- [Passage]
►
The reason I have ruled out divorce is because I already know it's what I don't want. I've been through one before so I know it's not easy, but in this case, I believe it's the easy way out. Faced with the choice of divorce or "bend over" (as one poster put it), I choose to "bend over." But I do believe there is another choice between "bend over" and Stand My Ground. I've been in personal counseling for over a year and this is the point I'm at now, with the help of my therapist. Unfortunately, being the professional that she is, my therapist cannot tell me what she would do in the same situation or what she has done in the same situation. Which is why I came here. You guys, as individuals, could tell me about your situations and what you've faced and I might find hope in those stories and in that advice. 

What I was hoping for was encouragement and maybe some actual concrete help in standing my ground. "Man up", "Grow some balls", and the like isn't the actual concrete help I need. This isn't a question of my manhood or my pride. This is about me saying, "I deserve truth, trust, and respect." On the advice of my therapist, I stopped giving ultimatums and making threats a long time ago. So there is no "Or else!" involved. I deserve truth, trust, and respect. Period. I know that I haven't gotten it in the past, but that is no guarantee that I won't in the future. Both my personal therapist and our marriage therapist have said that it could take a long time to reach that point. And I'm willing to wait for that time. I truly believe that we can and will get there. In the meantime, I am still very angry and feel betrayed every morning. I was just looking for someone to hopefully say, "Hey, try this. It worked for me."

On that note, I have been considering the polygraph for quite some time and have been waiting for the right time to broach the subject with our therapist. So, to whoever suggested that, thank you! I think the best things I've seen are the No Contact letter and Exposure. Those are two avenues I had not even thought of so I am going to seriously consider those. 

I know that my choice to stay is confusing. But I am dedicated to my marriage and to my family, for better or worse. I just think there is another option besides divorce and "bend over."

BTW, isn't "bend over" just another way of saying "Get over it"?


----------



## lovelygirl (Apr 15, 2012)

tacoma99 said:


> But I am dedicated to my marriage and to my family, for better or worse.


Good for her. 



You want members to encourage you when there's no point in it because they cycle will repeat and you'll find yourself digging and digging...endlessly...for the rest of you life. 

If you like what you've become then happy digging!


----------



## tacoma99 (Dec 12, 2012)

So are you saying there are NO other options other than "bend over" or divorce?

I think I've been pretty specific in what I'm looking for- a third option. It seems like a lot of the responders are projecting their own anger and resentment towards my situation. If you don't have a third option, don't respond.


----------



## johnnycomelately (Oct 30, 2010)

You have admitted that she is a liar and only admits to things that you already know. What motivation does she have to be honest? 

Think about it from her point of view:

_Be honest = more damage, emotional pain
Keep quiet = no negative consequences_

If she knows you are never going to divorce her it is logical for her to limit the information she gives you. Only negative consequences for her will motivate her to change her strategy.

What other forms of pressure can you find? Financial? Sexual? Emotional? Social? Perhaps you could write an email exposing her to all her friends, colleagues and associates and threaten to send it if you don't get full disclosure.


----------



## johnnycomelately (Oct 30, 2010)

Double post. Sorry.


----------



## jfv (May 29, 2012)
◄
- [Provided data]
►
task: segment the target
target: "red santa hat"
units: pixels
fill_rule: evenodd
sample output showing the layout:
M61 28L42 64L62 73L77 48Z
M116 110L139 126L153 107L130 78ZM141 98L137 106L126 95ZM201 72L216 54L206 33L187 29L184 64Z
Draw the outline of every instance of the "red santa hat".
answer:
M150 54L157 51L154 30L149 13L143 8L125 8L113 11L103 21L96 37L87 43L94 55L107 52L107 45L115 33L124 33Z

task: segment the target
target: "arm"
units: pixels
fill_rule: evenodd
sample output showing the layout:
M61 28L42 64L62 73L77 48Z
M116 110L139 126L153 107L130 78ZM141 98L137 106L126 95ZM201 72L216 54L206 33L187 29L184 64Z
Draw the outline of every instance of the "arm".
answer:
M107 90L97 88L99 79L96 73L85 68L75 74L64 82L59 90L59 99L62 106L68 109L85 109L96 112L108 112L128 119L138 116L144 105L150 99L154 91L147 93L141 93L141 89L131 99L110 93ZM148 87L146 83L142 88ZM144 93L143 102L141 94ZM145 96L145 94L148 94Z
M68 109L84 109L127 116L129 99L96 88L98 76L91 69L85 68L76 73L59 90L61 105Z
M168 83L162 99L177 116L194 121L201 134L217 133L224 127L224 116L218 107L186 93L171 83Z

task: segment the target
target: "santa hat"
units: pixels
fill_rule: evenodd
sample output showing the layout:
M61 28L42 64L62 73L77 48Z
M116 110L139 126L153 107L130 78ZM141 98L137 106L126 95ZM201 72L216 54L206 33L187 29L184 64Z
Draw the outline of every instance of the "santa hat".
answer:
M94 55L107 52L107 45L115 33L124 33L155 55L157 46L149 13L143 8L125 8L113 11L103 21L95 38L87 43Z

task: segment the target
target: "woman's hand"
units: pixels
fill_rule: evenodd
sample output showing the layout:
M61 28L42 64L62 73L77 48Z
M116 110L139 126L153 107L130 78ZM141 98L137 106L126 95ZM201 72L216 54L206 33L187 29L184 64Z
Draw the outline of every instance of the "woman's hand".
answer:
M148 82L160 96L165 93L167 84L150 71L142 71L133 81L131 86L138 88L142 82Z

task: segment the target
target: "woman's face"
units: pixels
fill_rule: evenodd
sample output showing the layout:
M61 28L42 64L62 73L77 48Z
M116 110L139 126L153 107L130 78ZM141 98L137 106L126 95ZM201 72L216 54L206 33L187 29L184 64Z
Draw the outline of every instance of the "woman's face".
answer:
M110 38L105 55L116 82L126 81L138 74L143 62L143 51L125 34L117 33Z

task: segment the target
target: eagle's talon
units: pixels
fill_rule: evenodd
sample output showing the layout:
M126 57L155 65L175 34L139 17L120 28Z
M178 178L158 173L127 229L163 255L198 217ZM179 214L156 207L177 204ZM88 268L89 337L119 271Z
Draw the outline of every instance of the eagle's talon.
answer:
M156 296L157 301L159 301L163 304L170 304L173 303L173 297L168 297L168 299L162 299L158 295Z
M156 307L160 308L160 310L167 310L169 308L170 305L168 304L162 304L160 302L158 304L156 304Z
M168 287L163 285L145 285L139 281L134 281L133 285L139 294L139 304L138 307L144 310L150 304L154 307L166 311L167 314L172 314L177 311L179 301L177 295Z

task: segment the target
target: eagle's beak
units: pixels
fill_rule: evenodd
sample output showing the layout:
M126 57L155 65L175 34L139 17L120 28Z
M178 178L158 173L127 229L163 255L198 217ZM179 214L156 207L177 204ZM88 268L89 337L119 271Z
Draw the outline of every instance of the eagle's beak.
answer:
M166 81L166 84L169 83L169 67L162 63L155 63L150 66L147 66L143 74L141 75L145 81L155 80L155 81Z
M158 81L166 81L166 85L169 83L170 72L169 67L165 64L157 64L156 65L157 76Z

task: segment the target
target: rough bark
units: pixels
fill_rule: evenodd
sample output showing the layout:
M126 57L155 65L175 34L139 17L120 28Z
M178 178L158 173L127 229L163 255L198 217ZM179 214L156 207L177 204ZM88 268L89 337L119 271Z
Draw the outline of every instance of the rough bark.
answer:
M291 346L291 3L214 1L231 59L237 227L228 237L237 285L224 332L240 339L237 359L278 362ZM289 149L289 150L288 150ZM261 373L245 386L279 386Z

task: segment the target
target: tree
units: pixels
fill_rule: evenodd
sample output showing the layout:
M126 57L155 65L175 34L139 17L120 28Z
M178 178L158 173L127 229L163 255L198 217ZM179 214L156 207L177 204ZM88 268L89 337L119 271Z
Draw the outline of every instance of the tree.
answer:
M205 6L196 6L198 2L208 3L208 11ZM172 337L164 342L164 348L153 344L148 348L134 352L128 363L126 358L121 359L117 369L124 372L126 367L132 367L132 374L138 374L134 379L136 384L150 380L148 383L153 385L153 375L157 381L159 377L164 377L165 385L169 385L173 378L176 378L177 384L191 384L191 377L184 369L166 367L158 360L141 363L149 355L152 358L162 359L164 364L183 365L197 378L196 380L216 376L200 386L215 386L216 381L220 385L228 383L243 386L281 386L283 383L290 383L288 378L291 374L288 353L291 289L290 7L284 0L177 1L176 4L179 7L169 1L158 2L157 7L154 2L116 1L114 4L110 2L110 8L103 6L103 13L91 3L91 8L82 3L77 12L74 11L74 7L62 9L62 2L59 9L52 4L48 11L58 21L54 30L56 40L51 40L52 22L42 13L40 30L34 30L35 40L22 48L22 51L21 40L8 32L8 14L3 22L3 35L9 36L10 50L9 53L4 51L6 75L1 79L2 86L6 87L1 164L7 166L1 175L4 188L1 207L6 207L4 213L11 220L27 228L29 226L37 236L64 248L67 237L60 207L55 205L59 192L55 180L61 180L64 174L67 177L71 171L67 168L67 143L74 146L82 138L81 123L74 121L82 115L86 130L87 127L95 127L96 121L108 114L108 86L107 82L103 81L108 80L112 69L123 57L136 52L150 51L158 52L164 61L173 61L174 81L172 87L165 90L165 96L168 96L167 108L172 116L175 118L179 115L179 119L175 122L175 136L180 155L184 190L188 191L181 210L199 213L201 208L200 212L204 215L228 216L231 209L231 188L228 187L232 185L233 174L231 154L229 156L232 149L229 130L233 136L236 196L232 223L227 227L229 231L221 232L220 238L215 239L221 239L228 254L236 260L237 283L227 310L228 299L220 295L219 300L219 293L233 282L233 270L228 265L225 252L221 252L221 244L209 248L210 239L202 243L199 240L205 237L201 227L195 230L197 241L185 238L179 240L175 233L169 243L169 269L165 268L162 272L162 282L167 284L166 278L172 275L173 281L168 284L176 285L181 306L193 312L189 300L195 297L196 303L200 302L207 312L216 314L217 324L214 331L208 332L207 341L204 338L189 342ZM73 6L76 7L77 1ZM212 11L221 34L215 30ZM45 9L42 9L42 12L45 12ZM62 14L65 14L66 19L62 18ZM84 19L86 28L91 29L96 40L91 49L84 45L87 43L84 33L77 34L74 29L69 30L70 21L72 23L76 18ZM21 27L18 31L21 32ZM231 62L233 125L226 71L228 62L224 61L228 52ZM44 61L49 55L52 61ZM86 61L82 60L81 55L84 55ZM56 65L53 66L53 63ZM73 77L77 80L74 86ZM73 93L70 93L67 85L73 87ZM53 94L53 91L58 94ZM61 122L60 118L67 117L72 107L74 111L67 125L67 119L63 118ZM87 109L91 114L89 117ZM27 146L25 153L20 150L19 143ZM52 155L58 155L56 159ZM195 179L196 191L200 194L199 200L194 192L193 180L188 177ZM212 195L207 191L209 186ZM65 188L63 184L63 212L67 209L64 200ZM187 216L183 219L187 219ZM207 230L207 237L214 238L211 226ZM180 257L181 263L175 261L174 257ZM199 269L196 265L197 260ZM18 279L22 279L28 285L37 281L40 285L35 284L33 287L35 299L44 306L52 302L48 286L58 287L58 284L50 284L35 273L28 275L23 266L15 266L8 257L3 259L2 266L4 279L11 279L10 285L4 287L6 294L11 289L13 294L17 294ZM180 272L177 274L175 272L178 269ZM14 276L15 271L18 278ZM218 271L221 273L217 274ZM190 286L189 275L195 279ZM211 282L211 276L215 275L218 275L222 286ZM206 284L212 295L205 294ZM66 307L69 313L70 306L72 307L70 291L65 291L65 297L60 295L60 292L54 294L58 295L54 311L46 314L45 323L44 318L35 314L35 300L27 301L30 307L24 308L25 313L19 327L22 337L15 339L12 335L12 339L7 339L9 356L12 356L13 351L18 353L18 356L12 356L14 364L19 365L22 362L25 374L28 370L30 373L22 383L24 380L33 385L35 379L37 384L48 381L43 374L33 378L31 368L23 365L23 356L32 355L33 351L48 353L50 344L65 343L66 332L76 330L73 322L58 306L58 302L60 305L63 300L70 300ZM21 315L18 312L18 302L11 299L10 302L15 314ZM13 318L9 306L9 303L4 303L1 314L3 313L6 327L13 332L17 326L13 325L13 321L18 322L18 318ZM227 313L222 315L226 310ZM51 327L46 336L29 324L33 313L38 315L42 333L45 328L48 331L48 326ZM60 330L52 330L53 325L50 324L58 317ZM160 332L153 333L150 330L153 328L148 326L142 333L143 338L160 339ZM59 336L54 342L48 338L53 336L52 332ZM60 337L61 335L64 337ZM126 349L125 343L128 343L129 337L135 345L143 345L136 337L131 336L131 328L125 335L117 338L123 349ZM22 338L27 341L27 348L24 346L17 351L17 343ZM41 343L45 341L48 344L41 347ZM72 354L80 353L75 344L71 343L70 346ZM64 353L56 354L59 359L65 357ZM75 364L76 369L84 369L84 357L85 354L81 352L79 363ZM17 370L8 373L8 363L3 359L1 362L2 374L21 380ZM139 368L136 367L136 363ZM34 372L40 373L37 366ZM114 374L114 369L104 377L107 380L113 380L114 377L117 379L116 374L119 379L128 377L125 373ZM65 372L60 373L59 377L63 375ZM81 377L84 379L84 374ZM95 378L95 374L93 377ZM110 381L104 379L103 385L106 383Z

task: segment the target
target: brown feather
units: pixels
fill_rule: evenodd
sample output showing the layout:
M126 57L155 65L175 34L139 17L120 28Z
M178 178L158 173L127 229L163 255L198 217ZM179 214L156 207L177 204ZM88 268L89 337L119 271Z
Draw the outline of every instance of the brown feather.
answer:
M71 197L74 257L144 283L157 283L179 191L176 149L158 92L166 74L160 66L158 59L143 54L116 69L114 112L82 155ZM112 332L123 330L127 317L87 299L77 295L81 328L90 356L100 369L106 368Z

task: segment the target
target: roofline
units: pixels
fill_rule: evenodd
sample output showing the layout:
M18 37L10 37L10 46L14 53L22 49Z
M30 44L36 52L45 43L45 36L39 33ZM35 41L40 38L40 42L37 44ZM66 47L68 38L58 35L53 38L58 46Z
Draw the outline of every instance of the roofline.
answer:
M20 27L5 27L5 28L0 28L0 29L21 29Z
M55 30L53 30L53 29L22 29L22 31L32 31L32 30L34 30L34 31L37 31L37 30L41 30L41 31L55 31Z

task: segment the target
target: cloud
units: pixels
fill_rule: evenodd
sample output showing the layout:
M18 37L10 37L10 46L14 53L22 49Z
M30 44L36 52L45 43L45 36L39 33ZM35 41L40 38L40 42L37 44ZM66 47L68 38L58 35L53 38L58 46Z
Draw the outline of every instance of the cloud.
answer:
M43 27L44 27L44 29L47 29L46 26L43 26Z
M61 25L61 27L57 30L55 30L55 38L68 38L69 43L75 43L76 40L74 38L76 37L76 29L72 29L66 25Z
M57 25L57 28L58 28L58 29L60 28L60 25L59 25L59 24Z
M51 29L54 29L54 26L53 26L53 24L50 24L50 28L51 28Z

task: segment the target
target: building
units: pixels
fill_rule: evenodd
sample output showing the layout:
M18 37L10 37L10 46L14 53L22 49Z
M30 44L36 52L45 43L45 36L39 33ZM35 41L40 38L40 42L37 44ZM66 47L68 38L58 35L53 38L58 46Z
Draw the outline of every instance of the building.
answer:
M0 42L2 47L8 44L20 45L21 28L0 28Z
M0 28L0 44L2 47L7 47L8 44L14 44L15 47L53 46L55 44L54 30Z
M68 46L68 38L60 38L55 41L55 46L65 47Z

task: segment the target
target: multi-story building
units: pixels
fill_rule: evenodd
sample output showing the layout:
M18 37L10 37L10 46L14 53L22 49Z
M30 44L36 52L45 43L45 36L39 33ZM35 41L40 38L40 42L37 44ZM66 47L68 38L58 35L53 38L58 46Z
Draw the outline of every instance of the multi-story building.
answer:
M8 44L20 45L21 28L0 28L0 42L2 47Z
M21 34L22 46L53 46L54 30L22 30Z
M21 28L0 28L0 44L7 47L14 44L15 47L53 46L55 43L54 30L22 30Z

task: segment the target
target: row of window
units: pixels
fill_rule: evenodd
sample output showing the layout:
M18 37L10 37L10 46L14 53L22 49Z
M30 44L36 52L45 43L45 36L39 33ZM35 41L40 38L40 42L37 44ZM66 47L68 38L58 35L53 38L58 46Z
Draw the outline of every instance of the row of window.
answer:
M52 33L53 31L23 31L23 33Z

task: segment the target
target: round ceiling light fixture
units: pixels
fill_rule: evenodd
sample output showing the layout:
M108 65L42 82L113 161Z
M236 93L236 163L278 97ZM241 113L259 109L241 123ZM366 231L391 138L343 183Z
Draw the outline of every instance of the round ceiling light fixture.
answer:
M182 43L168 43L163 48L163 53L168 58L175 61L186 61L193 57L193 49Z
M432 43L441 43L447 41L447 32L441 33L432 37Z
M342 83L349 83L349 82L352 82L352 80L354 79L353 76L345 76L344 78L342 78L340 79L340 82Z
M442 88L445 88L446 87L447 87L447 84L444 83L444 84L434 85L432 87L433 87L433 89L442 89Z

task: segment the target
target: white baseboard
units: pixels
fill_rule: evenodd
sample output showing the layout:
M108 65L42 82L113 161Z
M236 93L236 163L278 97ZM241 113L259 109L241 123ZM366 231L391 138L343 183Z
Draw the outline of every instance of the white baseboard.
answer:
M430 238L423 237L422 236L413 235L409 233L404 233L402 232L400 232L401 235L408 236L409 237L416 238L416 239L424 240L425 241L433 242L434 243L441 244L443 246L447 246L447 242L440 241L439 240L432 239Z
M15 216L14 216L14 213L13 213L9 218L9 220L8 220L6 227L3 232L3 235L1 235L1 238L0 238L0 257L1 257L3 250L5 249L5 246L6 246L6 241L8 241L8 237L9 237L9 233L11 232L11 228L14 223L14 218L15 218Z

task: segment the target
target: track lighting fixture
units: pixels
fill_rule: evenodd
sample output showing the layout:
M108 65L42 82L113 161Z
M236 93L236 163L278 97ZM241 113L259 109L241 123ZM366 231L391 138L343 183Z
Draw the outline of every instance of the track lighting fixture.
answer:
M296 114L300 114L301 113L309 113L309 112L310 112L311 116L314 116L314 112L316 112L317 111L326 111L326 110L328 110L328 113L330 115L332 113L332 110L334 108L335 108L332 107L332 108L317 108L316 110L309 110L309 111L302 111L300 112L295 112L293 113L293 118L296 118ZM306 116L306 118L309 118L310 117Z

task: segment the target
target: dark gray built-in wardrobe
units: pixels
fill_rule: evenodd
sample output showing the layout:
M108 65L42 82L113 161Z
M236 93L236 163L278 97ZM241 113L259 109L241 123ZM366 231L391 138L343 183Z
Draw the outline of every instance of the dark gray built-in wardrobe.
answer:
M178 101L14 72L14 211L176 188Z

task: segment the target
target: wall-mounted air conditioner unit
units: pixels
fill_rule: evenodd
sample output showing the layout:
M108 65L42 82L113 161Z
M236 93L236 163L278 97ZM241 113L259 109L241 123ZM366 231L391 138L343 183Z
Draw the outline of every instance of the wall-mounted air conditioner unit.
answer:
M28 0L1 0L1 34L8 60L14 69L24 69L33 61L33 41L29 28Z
◄
Please return the forum thread text from "If she knows" to "get full disclosure.", copied word for word.

If she knows you are never going to divorce her it is logical for her to limit the information she gives you. Only negative consequences for her will motivate her to change her strategy.

What other forms of pressure can you find? Financial? Sexual? Emotional? Social? Perhaps you could write an email exposing her to all her friends, colleagues and associates and threaten to send it if you don't get full disclosure.